What to work on
Copy the entries from the start through the line containing "[90,52,128,139]", switching "green uniform" to "olive uniform" and leaving everything else unchanged.

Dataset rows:

----------

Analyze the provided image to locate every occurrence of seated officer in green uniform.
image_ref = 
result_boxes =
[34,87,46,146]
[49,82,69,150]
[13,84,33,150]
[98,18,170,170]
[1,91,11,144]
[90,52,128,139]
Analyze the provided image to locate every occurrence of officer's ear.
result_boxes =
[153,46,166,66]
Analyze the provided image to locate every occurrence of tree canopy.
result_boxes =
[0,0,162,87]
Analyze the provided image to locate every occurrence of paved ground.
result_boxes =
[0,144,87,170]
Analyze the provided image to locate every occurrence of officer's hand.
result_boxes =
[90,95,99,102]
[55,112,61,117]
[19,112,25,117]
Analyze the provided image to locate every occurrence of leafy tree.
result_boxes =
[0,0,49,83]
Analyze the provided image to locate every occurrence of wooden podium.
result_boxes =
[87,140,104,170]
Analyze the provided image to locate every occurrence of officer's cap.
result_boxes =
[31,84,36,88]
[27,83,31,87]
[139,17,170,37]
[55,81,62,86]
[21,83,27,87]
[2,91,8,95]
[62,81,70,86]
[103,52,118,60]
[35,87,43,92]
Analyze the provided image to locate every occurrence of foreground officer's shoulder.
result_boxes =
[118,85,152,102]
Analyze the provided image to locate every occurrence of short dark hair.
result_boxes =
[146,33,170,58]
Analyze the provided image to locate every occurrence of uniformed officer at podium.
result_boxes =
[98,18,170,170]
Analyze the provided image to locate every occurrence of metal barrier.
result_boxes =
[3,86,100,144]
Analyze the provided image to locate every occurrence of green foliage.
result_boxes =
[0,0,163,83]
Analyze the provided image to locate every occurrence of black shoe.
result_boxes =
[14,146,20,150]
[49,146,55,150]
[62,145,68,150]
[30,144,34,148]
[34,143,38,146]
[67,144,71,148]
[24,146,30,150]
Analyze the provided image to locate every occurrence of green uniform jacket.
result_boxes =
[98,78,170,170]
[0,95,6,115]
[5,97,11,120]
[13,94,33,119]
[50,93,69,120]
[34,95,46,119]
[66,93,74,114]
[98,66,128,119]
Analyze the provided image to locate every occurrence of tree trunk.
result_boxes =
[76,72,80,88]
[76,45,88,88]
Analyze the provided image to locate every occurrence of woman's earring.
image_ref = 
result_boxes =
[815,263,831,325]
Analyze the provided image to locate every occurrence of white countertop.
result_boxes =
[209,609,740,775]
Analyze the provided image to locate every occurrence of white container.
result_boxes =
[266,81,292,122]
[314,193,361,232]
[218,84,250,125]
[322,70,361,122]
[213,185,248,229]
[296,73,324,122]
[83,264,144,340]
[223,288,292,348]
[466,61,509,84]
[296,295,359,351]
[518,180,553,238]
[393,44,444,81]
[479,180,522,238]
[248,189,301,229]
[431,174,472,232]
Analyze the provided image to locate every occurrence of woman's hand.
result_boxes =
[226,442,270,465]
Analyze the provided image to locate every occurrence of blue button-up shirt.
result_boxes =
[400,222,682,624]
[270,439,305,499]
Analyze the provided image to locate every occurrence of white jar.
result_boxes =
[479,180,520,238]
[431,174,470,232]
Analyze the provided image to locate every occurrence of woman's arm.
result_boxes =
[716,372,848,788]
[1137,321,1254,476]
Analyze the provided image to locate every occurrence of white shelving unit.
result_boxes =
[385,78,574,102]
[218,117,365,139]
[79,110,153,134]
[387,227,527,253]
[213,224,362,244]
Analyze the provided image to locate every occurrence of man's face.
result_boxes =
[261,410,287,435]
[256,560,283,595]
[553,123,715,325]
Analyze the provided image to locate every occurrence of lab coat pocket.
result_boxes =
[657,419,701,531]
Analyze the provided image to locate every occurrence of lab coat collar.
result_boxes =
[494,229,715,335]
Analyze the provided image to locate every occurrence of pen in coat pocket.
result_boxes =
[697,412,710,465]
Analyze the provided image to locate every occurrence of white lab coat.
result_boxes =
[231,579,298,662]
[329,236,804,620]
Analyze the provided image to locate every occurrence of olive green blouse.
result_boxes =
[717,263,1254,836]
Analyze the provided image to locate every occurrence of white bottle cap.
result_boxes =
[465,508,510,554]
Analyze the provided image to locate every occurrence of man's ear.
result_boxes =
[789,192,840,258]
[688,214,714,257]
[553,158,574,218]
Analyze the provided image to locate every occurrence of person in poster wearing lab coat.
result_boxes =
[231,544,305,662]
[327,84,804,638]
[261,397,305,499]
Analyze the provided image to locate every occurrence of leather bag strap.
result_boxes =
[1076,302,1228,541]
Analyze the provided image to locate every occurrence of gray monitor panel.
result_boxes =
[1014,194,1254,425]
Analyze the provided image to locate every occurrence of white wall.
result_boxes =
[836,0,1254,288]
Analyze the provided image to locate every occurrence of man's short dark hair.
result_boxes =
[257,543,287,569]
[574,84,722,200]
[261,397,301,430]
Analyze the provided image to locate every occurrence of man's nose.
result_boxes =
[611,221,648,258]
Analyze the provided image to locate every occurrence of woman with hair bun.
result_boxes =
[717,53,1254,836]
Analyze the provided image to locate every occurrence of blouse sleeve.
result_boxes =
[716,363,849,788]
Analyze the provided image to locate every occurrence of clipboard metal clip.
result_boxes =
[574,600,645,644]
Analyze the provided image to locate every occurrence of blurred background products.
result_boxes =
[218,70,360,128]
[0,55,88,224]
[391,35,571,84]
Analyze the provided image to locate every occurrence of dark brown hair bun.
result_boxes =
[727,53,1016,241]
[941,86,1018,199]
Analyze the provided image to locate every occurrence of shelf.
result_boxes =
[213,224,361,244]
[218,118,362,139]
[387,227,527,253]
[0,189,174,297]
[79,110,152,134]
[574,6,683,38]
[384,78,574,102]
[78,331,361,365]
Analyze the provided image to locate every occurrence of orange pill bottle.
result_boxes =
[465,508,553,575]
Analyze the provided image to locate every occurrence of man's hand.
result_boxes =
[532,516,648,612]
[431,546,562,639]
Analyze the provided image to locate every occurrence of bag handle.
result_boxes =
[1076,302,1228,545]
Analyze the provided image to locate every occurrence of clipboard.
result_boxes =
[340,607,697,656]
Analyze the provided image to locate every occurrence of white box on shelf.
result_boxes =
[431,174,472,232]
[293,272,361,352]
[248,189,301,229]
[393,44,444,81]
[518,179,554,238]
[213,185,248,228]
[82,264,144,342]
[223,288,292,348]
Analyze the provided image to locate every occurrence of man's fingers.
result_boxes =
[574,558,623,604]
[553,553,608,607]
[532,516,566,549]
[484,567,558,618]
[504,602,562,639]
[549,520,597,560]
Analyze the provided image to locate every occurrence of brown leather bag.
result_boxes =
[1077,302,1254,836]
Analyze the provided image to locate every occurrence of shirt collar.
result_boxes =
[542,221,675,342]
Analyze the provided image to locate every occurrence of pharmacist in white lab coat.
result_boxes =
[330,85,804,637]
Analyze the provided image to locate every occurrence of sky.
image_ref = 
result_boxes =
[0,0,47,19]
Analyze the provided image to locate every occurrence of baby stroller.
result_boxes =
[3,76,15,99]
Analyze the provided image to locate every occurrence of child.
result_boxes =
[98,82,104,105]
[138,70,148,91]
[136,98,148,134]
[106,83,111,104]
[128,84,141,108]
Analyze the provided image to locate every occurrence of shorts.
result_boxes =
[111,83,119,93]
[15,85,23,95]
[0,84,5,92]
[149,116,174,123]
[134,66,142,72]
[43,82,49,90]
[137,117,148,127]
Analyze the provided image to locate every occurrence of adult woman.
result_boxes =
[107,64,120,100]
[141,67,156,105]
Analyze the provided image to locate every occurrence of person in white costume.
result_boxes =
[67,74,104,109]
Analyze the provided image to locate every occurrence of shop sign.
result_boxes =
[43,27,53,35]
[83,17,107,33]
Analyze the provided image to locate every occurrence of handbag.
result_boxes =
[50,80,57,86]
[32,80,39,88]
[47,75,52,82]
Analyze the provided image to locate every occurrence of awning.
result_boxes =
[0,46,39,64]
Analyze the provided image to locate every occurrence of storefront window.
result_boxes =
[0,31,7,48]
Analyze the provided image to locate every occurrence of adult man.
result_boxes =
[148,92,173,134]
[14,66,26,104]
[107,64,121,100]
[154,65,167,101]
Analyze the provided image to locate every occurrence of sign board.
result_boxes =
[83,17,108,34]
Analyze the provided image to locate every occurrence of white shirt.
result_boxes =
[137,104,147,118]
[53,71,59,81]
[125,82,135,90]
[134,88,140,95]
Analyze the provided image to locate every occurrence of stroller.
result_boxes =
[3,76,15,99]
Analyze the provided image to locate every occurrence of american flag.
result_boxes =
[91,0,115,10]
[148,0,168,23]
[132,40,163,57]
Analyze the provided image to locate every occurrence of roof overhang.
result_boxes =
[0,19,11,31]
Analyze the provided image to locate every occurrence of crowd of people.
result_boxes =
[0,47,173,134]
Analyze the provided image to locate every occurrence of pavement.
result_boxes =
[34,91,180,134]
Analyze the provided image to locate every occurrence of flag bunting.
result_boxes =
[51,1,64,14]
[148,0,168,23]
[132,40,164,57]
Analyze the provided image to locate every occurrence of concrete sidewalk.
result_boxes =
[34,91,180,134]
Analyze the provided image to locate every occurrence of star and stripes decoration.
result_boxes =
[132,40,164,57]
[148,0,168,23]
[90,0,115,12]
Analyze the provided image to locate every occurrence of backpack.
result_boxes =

----------

Reply
Analyze the provided image to locate every occurrence of seated officer in olive uniform.
image_ref = 
result_boxes =
[34,87,46,146]
[49,82,69,150]
[13,84,33,150]
[98,18,170,170]
[1,91,11,144]
[90,52,128,139]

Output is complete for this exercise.